=== Work task A ===
Using the announcement of Barry Scheck's lecture and not the material, decide whether each statement agrees with the announcement: (i) Scheck and Peter Neufeld co-founded The Innocence Project in 1992; (ii) the lecture will begin at 8 p.m. in the Mountainlair Ballroom; (iii) Scheck works as a legal analyst for CBS News. For each one, answer yes or no and quote the words of the announcement that decide it.
=== Work task B ===
Write out the stretch of the announcement of Barry Scheck's lecture from "In 1992, after" through "post-conviction DNA testing.", word for word.
=== Work task C ===
Continue the announcement of Barry Scheck's lecture from the point where it stops.

=== Text provided ===
——————

Attorney and DNA expert Barry Scheck will deliver the third installment in West Virginia University’s Festival of Ideas lecture series on Monday, March 1. Scheck, best-known for his work on the O.J. Simpson defense team, will present DNA Evidence: The Innocence Projectat 7:30 p.m. in the Mountainlair Ballroom.

In 1992, after six years of landmark litigation setting standards for use of DNA evidence in courts throughout the country, Scheck and colleague Peter Neufeld co-founded The Innocence Project at Cardozo School of Law in New York. This non-profit legal clinic has represented, or assisted in the representation of 123 men, many on death row, and helped exonerate them through post-conviction DNA testing.

Scheck was also a member of the defense team for the highly-publicized murder trial of British au pair Louise Woodward. Woodward was accused of murdering eight-month old Matthew Eappen of Massachusetts in 1997.

Scheck is a frequently sought-after expert by many federal agencies, including the FBI . He serves as a commissioner of the Forensic Science Review Board for New York State, which oversees all state crime labs, including DNA labs. He has covered the Oklahoma City bombing and other high-profile trials for NBC News, where he is a legal analyst. Scheck also provides expert assistance to law enforcement officials investigating unsolved crimes.

——————

=== Data for analysis ===
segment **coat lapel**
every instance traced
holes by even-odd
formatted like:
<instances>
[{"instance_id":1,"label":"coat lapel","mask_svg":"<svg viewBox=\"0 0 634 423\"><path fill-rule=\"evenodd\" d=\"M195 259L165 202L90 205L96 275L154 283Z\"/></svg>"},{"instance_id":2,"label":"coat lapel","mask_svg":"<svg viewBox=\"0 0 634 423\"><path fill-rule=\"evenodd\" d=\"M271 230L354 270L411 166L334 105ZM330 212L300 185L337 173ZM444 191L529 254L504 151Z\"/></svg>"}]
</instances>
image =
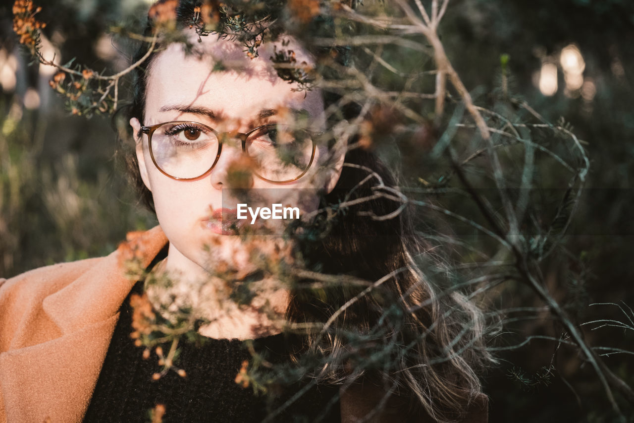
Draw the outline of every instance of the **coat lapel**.
<instances>
[{"instance_id":1,"label":"coat lapel","mask_svg":"<svg viewBox=\"0 0 634 423\"><path fill-rule=\"evenodd\" d=\"M86 271L25 312L10 351L0 354L0 400L3 397L7 421L39 422L47 417L53 422L82 420L119 306L136 280L126 275L126 265L131 260L134 266L145 269L166 243L158 227L131 232L117 251L93 259ZM46 283L27 278L22 285L34 290L30 295L42 297L37 290L50 292L51 285L59 286L60 278L72 273L73 264L60 267L59 274L46 275Z\"/></svg>"}]
</instances>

——————

=== Result A ===
(i) Yes: "In 1992, after six years of landmark litigation setting standards for use of DNA evidence in courts throughout the country, Scheck and colleague Peter Neufeld co-founded The Innocence Project at Cardozo School of Law in New York."
(ii) No: "7:30 p.m. in the Mountainlair Ballroom."
(iii) No: "He has covered the Oklahoma City bombing and other high-profile trials for NBC News, where he is a legal analyst."

=== Result B ===
In 1992, after six years of landmark litigation setting standards for use of DNA evidence in courts throughout the country, Scheck and colleague Peter Neufeld co-founded The Innocence Project at Cardozo School of Law in New York. This non-profit legal clinic has represented, or assisted in the representation of 123 men, many on death row, and helped exonerate them through post-conviction DNA testing.

=== Result C ===
He is the author of several publications on DNA evidence. In his latest book,Actual Innocence,Scheck exposes the frequent mishandling of evidence and coercive interrogating techniques that have plagued the legal process. The book has been described by Publishers Weekly as”an alarming wake-up call to those who administer our justice system that serious flaws must be addressed to protect the innocent.”

Scheck received his bachelor’s degree from Yale University and his law degree from the University of California at Berkeley. For the past 19 years, he has been a faculty member at the Benjamin N. Cardozo School of Law at Yeshiva University, teaching legal ethics and acting as the director of the Criminal Education and Trial Practice program.

He has been honored for his work by the New York State Bar Association and the New York State Criminal Defense Lawyers Association. In 1996, Scheck received the highest honor from the National Association of Criminal Defense Lawyers- Most Outstanding Cfriminal Defense Lawyer in America.

This presentation is free and open to the public. Seating is limited on a first-come, first-served basis.